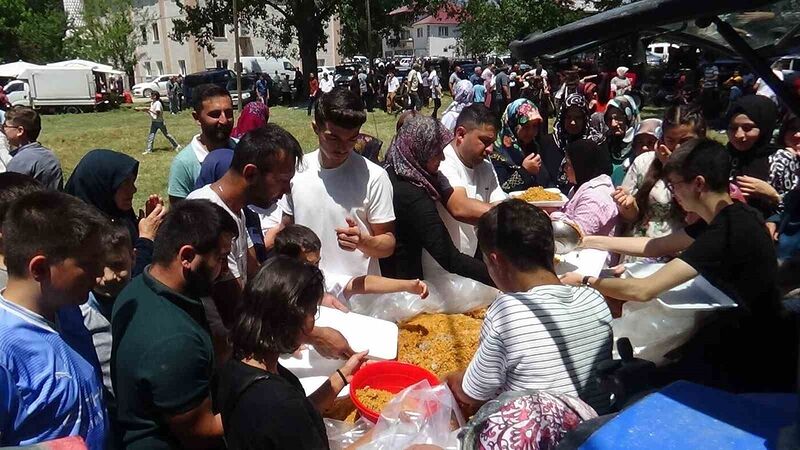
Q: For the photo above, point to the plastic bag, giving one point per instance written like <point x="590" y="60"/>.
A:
<point x="448" y="293"/>
<point x="655" y="330"/>
<point x="419" y="414"/>
<point x="342" y="434"/>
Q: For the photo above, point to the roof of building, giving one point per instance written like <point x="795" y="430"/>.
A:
<point x="442" y="17"/>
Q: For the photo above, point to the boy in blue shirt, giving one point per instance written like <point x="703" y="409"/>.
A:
<point x="53" y="252"/>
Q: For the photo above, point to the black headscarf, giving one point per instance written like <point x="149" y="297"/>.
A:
<point x="754" y="162"/>
<point x="588" y="160"/>
<point x="96" y="179"/>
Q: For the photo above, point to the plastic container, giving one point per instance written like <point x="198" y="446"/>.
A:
<point x="389" y="376"/>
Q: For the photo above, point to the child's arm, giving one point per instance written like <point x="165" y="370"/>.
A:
<point x="373" y="284"/>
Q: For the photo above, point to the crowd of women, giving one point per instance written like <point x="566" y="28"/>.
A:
<point x="231" y="274"/>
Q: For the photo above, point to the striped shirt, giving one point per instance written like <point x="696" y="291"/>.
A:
<point x="549" y="338"/>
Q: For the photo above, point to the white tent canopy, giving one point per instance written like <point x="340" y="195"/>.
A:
<point x="12" y="70"/>
<point x="97" y="67"/>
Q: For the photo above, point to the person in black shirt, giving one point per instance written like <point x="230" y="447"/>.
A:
<point x="413" y="167"/>
<point x="748" y="348"/>
<point x="263" y="405"/>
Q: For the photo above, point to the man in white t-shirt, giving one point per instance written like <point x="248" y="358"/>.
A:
<point x="538" y="334"/>
<point x="472" y="179"/>
<point x="762" y="88"/>
<point x="340" y="195"/>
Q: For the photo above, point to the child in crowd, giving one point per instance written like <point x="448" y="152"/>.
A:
<point x="53" y="252"/>
<point x="569" y="327"/>
<point x="12" y="186"/>
<point x="22" y="127"/>
<point x="300" y="242"/>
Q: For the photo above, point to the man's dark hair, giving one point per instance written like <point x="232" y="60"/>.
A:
<point x="27" y="118"/>
<point x="295" y="239"/>
<point x="476" y="115"/>
<point x="701" y="157"/>
<point x="341" y="107"/>
<point x="274" y="308"/>
<point x="198" y="223"/>
<point x="519" y="231"/>
<point x="13" y="186"/>
<point x="53" y="224"/>
<point x="205" y="92"/>
<point x="264" y="147"/>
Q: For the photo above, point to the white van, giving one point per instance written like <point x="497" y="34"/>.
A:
<point x="260" y="64"/>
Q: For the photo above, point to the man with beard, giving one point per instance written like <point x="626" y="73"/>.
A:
<point x="213" y="111"/>
<point x="260" y="173"/>
<point x="163" y="355"/>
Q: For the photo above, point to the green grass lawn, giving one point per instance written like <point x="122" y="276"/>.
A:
<point x="125" y="130"/>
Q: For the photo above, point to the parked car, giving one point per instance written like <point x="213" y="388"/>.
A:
<point x="158" y="84"/>
<point x="344" y="73"/>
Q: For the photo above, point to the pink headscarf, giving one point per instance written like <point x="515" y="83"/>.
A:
<point x="255" y="115"/>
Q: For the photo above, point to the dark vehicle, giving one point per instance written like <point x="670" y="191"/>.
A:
<point x="343" y="74"/>
<point x="220" y="77"/>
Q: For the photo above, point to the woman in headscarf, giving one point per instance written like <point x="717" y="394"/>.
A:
<point x="254" y="115"/>
<point x="516" y="157"/>
<point x="412" y="163"/>
<point x="590" y="206"/>
<point x="621" y="118"/>
<point x="751" y="121"/>
<point x="572" y="123"/>
<point x="462" y="97"/>
<point x="620" y="85"/>
<point x="106" y="180"/>
<point x="258" y="221"/>
<point x="645" y="204"/>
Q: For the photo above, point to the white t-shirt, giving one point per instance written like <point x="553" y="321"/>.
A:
<point x="322" y="199"/>
<point x="765" y="90"/>
<point x="550" y="338"/>
<point x="155" y="110"/>
<point x="237" y="260"/>
<point x="393" y="85"/>
<point x="481" y="183"/>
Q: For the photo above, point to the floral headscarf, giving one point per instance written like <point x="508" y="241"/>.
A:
<point x="517" y="114"/>
<point x="462" y="97"/>
<point x="420" y="139"/>
<point x="254" y="115"/>
<point x="560" y="136"/>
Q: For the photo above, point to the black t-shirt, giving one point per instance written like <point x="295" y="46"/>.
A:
<point x="735" y="254"/>
<point x="271" y="412"/>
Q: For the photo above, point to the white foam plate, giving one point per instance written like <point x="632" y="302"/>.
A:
<point x="587" y="262"/>
<point x="696" y="294"/>
<point x="545" y="204"/>
<point x="362" y="333"/>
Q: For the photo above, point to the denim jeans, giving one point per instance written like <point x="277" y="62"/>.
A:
<point x="155" y="126"/>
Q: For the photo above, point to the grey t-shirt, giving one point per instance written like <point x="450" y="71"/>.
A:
<point x="38" y="162"/>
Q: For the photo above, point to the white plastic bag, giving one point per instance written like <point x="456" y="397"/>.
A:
<point x="448" y="293"/>
<point x="342" y="434"/>
<point x="419" y="414"/>
<point x="654" y="330"/>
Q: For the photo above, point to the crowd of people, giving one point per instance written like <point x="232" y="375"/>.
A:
<point x="163" y="329"/>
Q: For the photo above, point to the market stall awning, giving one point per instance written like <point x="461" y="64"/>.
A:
<point x="97" y="67"/>
<point x="12" y="70"/>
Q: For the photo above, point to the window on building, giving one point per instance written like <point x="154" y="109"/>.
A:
<point x="219" y="30"/>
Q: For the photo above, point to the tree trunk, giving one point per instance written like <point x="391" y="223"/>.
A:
<point x="308" y="41"/>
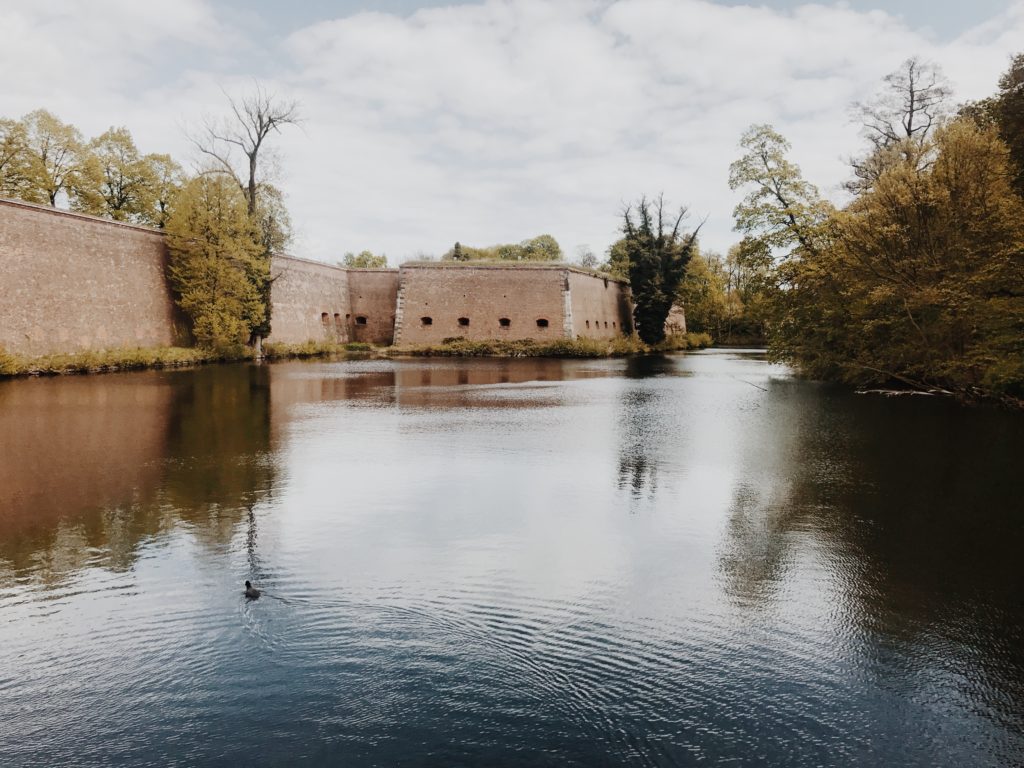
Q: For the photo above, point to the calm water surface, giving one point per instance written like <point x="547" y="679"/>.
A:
<point x="664" y="561"/>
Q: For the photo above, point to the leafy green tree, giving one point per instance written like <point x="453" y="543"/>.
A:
<point x="365" y="260"/>
<point x="168" y="179"/>
<point x="704" y="295"/>
<point x="658" y="252"/>
<point x="115" y="180"/>
<point x="14" y="171"/>
<point x="54" y="157"/>
<point x="617" y="261"/>
<point x="541" y="248"/>
<point x="217" y="263"/>
<point x="898" y="122"/>
<point x="780" y="210"/>
<point x="925" y="284"/>
<point x="1010" y="114"/>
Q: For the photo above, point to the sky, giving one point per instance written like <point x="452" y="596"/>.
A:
<point x="426" y="123"/>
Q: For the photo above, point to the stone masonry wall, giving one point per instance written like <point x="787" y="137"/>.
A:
<point x="373" y="295"/>
<point x="471" y="301"/>
<point x="600" y="306"/>
<point x="71" y="283"/>
<point x="308" y="301"/>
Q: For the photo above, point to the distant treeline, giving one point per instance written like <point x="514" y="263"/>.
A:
<point x="919" y="281"/>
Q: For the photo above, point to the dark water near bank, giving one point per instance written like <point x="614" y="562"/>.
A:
<point x="679" y="561"/>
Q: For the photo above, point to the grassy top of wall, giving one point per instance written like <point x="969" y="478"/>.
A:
<point x="522" y="265"/>
<point x="10" y="203"/>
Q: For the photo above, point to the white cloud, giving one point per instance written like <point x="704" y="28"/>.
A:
<point x="496" y="121"/>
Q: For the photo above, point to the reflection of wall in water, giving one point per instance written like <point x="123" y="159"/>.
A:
<point x="100" y="464"/>
<point x="76" y="450"/>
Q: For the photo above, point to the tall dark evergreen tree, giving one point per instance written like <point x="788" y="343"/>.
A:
<point x="658" y="252"/>
<point x="1010" y="113"/>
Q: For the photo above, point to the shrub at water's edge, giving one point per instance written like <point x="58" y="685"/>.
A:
<point x="110" y="360"/>
<point x="158" y="357"/>
<point x="312" y="348"/>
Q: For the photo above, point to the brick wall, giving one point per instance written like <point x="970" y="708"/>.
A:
<point x="600" y="306"/>
<point x="309" y="300"/>
<point x="470" y="301"/>
<point x="373" y="294"/>
<point x="71" y="283"/>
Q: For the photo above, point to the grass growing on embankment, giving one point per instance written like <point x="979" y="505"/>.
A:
<point x="110" y="359"/>
<point x="281" y="351"/>
<point x="160" y="357"/>
<point x="582" y="347"/>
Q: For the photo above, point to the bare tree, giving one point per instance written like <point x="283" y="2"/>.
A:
<point x="898" y="121"/>
<point x="253" y="118"/>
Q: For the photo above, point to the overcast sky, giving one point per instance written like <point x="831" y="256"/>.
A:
<point x="487" y="122"/>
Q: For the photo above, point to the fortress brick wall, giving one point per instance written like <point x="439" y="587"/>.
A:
<point x="600" y="306"/>
<point x="479" y="302"/>
<point x="71" y="283"/>
<point x="373" y="297"/>
<point x="308" y="300"/>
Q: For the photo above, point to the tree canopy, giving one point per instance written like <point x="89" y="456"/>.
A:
<point x="217" y="267"/>
<point x="657" y="251"/>
<point x="920" y="280"/>
<point x="365" y="260"/>
<point x="541" y="248"/>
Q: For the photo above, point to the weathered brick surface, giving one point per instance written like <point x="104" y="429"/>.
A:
<point x="97" y="441"/>
<point x="72" y="283"/>
<point x="482" y="295"/>
<point x="600" y="306"/>
<point x="373" y="294"/>
<point x="309" y="300"/>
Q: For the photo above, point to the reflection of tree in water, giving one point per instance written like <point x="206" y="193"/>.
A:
<point x="218" y="449"/>
<point x="913" y="508"/>
<point x="208" y="466"/>
<point x="641" y="422"/>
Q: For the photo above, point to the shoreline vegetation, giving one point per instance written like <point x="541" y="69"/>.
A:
<point x="111" y="360"/>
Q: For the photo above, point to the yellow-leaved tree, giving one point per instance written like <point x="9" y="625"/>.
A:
<point x="217" y="262"/>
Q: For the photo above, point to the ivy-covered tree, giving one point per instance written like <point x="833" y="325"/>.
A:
<point x="216" y="262"/>
<point x="657" y="251"/>
<point x="53" y="152"/>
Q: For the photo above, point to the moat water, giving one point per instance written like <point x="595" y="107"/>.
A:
<point x="663" y="561"/>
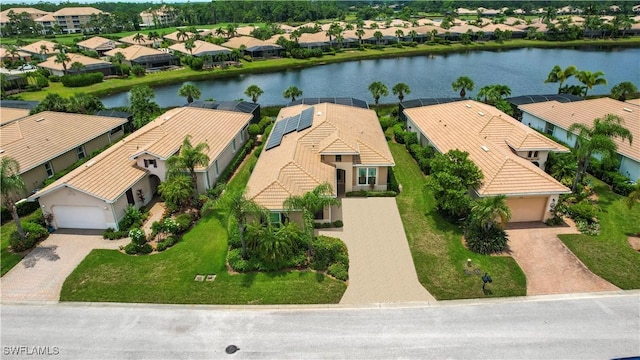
....
*SHORT EXERCISE*. Find every line above that contains the word "building" and copy each one out in full.

*PROBLEM SOLUTION*.
Q: For the photo above, point to the roof of building, giving one point per instance written like <point x="795" y="430"/>.
Q: For the photo above, point to the window on building, giving one point per instance written like <point x="154" y="109"/>.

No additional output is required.